*** Opening MATERIAL FOR THIS TASK ***

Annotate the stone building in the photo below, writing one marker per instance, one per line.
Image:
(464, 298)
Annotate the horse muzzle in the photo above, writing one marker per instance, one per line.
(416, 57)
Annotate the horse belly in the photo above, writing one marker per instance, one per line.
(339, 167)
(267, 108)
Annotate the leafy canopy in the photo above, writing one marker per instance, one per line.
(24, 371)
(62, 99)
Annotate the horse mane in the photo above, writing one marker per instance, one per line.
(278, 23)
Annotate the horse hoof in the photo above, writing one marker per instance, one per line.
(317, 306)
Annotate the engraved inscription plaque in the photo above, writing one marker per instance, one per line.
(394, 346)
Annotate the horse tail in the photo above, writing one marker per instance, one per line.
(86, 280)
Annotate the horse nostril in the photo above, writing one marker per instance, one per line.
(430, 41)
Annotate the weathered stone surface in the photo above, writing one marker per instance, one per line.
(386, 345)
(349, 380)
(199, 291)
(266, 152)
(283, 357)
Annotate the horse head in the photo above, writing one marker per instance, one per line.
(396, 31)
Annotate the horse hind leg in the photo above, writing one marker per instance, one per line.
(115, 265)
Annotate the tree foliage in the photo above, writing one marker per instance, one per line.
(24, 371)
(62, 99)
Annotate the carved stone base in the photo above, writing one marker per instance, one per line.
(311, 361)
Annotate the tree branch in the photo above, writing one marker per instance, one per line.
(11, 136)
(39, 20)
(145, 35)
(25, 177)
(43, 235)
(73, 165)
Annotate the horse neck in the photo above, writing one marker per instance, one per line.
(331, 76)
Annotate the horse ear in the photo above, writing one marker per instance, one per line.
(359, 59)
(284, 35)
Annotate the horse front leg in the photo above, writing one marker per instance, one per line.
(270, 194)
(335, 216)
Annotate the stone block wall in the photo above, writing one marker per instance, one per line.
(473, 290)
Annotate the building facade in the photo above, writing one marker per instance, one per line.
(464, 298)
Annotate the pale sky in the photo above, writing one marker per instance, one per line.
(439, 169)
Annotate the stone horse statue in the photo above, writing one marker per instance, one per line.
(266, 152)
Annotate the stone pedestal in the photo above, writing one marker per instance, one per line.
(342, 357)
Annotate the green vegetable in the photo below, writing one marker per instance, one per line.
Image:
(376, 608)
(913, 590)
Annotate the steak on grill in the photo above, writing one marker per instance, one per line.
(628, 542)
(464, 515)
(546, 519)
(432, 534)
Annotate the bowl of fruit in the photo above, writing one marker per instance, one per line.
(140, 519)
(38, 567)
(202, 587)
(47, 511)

*** Closing MATERIAL FOR THIS TASK ***

**YOUR ASSIGNMENT:** Scan the data above. Return every line with "below" in it.

**ANSWER TO THIS EXERCISE:**
Annotate the stone building in the photo below, writing one marker per instance, one per line.
Annotate the green vegetable in the photo below, writing one marker per instance, one per line.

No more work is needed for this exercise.